• [TEXTAUSZUG]:
********

Die Nagelsmann-Bilanz ist verheißungsvoll: Elf Siege, fünf Remis und drei Niederlagen bei 42:18 Toren in 19 Länderspielen. Auch bei der EM war Spanien im Viertelfinale nicht fundamental besser, sondern nur glücklicher.
Den großen Aufwärtstrend nach drei Turnier-Desastern muss Nagelsmann nun im Zwischenjahr 2025 bestätigen. Im März steht das Viertelfinale in der Nations League mit dem Doppel-Kracher gegen Italien am 20. März in Mailand und drei Tage später in Dortmund an.
Zieht Deutschland in die Endrunde ein, kann im Juni in München ein erster kleiner Titel in dem UEFA-Wettbewerb perfekt gemacht werden. Danach soll im Herbst das WM-Ticket in einer kurzen Qualirunde gebucht werden.
Das große Ziel von Nagelsmann ist der fünfte WM-Titel. Das hatte er gleich nach dem bitteren EM-Aus gegen die Spanier unter Tränen versichert. Da war schon klar, dass das mit Zweifeln belegte Projekt als Bundestrainer und Nachfolger des glücklosen Hansi Flick für den leidenschaftlichen Vereinscoach Nagelsmann zu einer Herzenssache geworden war.
Die frühen Rückschläge im November 2023 mit den Niederlagen gegen die Türkei (2:3) und in Österreich (0:2) waren letztlich der Moment, der Nagelsmann Antrieb und Argumente für den grundlegenden Mentalitätswandel bei der Nationalmannschaft gab. 2024 wurde zum großen Wendejahr mit der Niederlage gegen Spanien als einzigem traurigem Makel. Nun hat Nagelsmann mindestens zwei weitere große Titelversuche vor sich.

********

• [VORLIEGENDE ANGABEN]:
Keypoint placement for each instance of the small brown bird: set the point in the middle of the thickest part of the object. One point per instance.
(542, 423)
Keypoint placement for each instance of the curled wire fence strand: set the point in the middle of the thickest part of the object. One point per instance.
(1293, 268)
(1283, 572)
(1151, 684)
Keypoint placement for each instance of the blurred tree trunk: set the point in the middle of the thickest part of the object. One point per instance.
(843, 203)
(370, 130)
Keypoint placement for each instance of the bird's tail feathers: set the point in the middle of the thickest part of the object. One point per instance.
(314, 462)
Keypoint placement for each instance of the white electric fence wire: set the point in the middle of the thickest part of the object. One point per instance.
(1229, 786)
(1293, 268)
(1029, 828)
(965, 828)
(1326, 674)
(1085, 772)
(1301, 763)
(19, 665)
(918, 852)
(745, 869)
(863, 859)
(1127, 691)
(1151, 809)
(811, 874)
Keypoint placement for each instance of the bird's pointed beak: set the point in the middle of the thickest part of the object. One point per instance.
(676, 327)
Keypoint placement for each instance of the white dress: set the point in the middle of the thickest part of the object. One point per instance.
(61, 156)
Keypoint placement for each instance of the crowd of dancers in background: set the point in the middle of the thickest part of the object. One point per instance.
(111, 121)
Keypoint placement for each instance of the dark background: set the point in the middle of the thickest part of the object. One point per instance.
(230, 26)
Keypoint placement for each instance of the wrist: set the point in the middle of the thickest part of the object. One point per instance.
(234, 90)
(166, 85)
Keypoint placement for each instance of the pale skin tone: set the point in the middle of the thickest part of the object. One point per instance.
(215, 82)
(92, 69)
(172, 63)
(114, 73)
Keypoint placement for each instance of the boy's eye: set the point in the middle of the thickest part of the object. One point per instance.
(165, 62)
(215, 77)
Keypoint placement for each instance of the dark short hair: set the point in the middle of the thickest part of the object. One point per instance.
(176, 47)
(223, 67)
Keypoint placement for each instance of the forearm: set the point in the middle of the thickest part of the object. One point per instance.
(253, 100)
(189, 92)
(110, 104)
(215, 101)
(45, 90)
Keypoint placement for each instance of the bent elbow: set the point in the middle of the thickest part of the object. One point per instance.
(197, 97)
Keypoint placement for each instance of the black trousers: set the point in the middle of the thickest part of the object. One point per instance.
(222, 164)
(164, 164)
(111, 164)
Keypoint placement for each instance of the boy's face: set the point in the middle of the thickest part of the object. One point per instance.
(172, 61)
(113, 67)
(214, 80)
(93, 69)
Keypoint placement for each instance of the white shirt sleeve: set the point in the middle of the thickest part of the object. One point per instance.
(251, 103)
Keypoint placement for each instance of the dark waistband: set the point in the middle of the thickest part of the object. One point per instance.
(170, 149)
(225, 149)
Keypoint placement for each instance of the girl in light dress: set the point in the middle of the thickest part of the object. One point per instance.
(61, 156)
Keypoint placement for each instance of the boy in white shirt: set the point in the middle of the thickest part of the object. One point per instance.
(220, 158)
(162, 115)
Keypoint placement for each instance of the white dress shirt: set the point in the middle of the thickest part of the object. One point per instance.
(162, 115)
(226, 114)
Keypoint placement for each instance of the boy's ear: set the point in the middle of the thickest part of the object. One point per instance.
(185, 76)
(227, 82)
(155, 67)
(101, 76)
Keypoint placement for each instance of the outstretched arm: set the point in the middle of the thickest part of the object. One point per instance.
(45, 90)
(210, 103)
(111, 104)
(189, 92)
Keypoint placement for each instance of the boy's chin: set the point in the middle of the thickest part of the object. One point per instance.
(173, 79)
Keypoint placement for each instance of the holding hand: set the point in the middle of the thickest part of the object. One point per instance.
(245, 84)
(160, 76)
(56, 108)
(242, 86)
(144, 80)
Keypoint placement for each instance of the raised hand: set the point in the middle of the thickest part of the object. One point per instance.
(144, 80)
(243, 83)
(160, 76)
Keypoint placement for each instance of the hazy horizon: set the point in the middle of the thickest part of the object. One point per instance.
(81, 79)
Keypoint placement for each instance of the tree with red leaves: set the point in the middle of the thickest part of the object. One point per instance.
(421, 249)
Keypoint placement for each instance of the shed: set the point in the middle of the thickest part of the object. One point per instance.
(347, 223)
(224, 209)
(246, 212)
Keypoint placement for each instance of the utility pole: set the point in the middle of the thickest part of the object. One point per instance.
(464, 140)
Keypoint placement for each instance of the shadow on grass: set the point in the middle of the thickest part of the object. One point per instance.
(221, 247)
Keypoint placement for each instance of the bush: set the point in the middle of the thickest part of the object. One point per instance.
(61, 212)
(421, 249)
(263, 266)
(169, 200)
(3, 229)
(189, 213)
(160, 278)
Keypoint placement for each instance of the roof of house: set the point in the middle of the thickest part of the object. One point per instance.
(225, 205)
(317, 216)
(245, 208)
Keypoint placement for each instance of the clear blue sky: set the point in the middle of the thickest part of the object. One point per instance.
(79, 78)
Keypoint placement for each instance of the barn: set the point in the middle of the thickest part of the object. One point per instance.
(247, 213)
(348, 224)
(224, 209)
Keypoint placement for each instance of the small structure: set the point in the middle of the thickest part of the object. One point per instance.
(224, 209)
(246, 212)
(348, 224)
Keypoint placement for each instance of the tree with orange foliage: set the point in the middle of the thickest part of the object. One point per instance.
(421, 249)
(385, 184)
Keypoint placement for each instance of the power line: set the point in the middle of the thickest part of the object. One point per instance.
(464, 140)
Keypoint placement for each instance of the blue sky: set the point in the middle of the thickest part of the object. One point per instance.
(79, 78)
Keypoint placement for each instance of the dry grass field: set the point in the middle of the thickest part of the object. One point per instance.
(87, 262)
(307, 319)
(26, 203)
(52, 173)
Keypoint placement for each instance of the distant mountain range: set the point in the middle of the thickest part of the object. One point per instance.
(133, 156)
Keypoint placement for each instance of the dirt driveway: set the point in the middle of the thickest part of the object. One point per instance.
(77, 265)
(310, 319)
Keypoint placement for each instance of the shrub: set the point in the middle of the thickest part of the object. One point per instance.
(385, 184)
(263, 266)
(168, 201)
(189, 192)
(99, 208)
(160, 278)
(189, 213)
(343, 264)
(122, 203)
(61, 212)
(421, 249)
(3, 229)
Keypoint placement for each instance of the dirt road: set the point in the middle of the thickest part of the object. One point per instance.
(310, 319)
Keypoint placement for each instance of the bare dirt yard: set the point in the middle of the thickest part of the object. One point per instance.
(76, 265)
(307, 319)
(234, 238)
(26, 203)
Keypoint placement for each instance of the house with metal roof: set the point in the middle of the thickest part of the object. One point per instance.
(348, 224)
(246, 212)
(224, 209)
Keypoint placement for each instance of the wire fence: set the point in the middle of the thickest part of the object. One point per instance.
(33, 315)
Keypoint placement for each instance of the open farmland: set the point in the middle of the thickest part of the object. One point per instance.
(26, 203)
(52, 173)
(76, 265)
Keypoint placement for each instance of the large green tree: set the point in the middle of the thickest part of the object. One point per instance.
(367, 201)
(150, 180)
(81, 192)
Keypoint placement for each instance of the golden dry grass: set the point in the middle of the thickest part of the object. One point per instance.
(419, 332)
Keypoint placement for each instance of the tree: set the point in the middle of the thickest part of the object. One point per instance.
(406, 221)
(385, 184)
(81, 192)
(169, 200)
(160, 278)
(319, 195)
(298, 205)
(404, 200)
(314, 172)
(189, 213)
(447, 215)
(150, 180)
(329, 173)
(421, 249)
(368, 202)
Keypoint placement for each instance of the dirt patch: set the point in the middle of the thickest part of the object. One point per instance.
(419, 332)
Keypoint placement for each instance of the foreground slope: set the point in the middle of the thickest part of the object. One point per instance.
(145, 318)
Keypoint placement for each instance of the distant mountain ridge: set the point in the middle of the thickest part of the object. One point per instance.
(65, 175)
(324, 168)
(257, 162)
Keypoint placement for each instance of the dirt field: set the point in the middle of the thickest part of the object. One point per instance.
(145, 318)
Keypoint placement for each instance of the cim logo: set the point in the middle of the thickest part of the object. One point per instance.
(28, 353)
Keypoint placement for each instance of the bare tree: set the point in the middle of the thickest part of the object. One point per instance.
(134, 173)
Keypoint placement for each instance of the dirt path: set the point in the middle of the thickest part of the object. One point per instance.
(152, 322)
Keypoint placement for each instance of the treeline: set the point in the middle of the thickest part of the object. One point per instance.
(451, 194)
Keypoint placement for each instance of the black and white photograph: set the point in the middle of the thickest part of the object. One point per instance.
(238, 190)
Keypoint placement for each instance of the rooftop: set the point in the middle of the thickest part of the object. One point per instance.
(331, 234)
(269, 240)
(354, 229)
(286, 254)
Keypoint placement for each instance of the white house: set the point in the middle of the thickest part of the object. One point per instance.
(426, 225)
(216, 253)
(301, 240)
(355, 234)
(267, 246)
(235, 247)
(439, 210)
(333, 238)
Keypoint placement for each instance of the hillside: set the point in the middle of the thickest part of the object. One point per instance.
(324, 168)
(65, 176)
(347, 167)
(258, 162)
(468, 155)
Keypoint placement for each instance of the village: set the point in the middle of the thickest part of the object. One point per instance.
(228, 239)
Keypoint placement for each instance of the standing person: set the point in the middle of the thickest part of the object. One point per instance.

********

• [ZU LÖSENDE AUFGABEN]:
A: Kannst du aus dem Textauszug die Stelle zwischen „Die Nagelsmann-Bilanz ist“ und „sondern nur glücklicher.“, beide eingeschlossen, wörtlich zitieren?
B: Wie lässt sich der Absatz des Textauszugs, der mit „Die frühen Rückschläge“ beginnt, als knappe Stichpunktliste mit seinen wesentlichen Fakten wiedergeben?
Die Datensätze werden hierfür nicht gebraucht.

• [ERGEBNISSE JE AUFGABE]:
A:
Die Nagelsmann-Bilanz ist verheißungsvoll: Elf Siege, fünf Remis und drei Niederlagen bei 42:18 Toren in 19 Länderspielen. Auch bei der EM war Spanien im Viertelfinale nicht fundamental besser, sondern nur glücklicher.

B:
- Frühe Rückschläge im November 2023: Niederlagen gegen die Türkei (2:3) und in Österreich (0:2)
- Sie gaben Nagelsmann Antrieb und Argumente für einen grundlegenden Mentalitätswandel bei der Nationalmannschaft
- 2024 wurde zum großen Wendejahr, einziger Makel war die Niederlage gegen Spanien
- Vor Nagelsmann liegen mindestens zwei weitere große Titelversuche